### Reading passage ###

- Pitcher
- Born: December 17, 1959 Detroit, Michigan, U.S.
- Died: August 23, 2016 (aged 56) Milford, Michigan, U.S.
- Batted: RightThrew: Right

MLB debut
- July 18, 1986, for the Milwaukee Brewers

Last MLB appearance
- June 23, 1989, for the Milwaukee Brewers

MLB statistics
- Win–loss record: 2–6
- Earned run average: 4.21
- Strikeouts: 67
- Stats at Baseball Reference

Teams
- Milwaukee Brewers (1986, 1989);

= Bryan Clutterbuck =

American baseball player (1959-2016)

Bryan Richard Clutterbuck (December 17, 1959 – August 23, 2016) was an American professional baseball player. A right-handed pitcher, he appeared in 34 games in Major League Baseball for the Milwaukee Brewers during the and seasons. The native of Milford, Michigan, was listed as 6 ft 4 in tall and 223 lb.

### Provided data ###

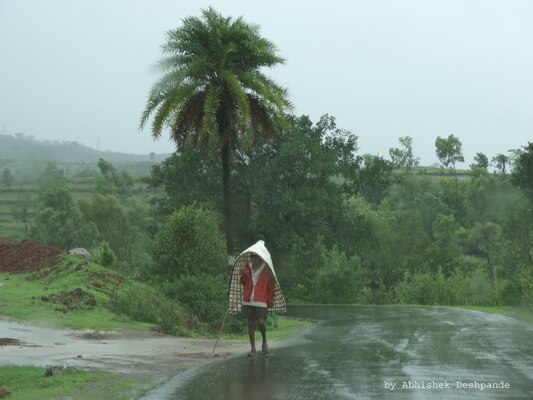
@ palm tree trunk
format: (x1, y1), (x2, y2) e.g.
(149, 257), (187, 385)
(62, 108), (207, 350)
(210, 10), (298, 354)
(221, 140), (233, 256)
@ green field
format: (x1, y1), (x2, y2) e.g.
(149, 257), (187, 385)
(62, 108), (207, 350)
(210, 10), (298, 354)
(0, 177), (153, 242)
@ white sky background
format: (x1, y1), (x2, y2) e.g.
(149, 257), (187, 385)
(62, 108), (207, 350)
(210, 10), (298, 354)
(0, 0), (533, 167)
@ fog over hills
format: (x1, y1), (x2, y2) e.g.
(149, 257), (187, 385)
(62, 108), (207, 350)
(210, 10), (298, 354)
(0, 133), (169, 163)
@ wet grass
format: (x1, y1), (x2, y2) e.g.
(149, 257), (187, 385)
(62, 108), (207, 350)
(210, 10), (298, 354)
(0, 256), (153, 330)
(0, 366), (159, 400)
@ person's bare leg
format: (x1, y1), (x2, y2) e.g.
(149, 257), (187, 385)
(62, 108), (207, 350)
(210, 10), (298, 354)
(257, 318), (268, 354)
(248, 319), (255, 353)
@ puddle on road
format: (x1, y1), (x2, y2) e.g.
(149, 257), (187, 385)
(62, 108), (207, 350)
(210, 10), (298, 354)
(0, 338), (39, 347)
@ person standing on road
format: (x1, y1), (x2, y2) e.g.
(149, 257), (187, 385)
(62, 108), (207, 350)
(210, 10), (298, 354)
(240, 253), (276, 357)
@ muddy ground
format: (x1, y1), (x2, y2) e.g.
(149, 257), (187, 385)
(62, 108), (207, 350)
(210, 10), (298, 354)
(0, 320), (248, 378)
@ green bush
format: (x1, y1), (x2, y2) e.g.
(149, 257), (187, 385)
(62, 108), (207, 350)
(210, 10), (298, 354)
(161, 273), (228, 333)
(93, 242), (117, 267)
(154, 205), (227, 281)
(115, 282), (191, 335)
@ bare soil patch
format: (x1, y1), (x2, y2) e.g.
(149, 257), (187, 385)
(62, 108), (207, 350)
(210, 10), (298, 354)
(0, 237), (65, 273)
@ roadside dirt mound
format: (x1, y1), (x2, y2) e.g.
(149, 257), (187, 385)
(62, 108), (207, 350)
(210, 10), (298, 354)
(0, 237), (64, 273)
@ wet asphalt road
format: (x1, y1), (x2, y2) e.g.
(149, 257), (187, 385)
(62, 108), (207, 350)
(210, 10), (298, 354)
(141, 306), (533, 400)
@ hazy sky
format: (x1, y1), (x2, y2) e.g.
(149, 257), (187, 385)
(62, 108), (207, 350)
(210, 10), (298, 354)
(0, 0), (533, 165)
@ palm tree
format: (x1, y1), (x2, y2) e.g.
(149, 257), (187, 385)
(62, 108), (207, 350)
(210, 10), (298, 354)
(140, 8), (292, 255)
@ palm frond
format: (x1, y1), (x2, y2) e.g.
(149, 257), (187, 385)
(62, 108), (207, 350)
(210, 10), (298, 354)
(221, 70), (250, 129)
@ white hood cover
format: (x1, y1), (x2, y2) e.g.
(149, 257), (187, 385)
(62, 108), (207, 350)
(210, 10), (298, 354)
(229, 240), (287, 314)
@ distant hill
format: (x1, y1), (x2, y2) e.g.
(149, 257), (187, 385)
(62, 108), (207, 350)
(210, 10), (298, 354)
(0, 133), (169, 163)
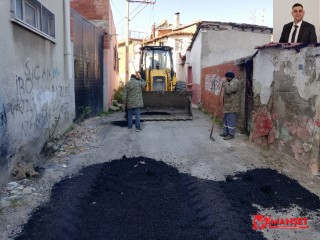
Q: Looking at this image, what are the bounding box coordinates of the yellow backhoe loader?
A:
[139,46,192,120]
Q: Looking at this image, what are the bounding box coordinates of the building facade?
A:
[0,0,75,183]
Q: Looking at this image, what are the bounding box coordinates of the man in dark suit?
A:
[279,3,317,43]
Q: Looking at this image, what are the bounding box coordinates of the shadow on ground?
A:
[15,156,320,240]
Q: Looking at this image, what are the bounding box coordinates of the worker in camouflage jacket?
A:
[123,73,146,132]
[220,72,240,140]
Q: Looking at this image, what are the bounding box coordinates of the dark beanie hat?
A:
[224,72,234,78]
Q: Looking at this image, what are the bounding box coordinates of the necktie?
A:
[291,25,299,43]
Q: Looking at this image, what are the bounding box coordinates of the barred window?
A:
[11,0,55,38]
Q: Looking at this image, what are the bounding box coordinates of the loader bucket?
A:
[140,91,192,121]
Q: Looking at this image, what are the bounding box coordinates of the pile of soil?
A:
[15,156,320,240]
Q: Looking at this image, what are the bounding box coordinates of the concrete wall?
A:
[70,0,120,108]
[250,47,320,173]
[273,0,320,42]
[0,0,75,184]
[186,23,271,104]
[185,31,202,105]
[201,28,271,68]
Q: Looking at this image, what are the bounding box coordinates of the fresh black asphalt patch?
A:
[15,156,320,240]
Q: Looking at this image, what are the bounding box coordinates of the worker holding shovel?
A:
[220,72,240,140]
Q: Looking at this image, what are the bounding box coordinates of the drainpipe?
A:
[64,0,72,80]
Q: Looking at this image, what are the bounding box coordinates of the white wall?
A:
[201,29,271,68]
[273,0,320,42]
[0,0,75,184]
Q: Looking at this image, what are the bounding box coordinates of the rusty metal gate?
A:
[71,10,103,120]
[244,59,253,133]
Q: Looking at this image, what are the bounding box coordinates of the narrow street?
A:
[0,110,320,240]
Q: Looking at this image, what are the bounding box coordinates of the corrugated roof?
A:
[188,21,273,51]
[255,43,320,52]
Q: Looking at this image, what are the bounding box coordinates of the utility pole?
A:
[125,0,156,82]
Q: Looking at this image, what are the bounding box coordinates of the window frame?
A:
[10,0,56,43]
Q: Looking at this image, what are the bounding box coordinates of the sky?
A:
[110,0,273,39]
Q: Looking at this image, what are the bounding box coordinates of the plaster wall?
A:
[250,47,320,173]
[201,28,271,68]
[0,0,75,184]
[273,0,320,42]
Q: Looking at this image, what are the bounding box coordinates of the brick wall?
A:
[70,0,110,21]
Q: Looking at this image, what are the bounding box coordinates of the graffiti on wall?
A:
[205,74,223,95]
[0,58,71,138]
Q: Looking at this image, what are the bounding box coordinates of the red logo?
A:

###

What needs to be done:
Rework the part of the Bryan Clutterbuck profile that begins at the words "MLB statistics" and stops after "and 223 lb.", swapping in "hurler" wherever "pitcher" appears.

Solution for this task:
MLB statistics
- Win–loss record: 2–6
- Earned run average: 4.21
- Strikeouts: 67
- Stats at Baseball Reference

Teams
- Milwaukee Brewers (1986, 1989);

= Bryan Clutterbuck =

American baseball player (1959-2016)

Bryan Richard Clutterbuck (December 17, 1959 – August 23, 2016) was an American professional baseball player. A right-handed hurler, he appeared in 34 games in Major League Baseball for the Milwaukee Brewers during the and seasons. The native of Milford, Michigan, was listed as 6 ft 4 in tall and 223 lb.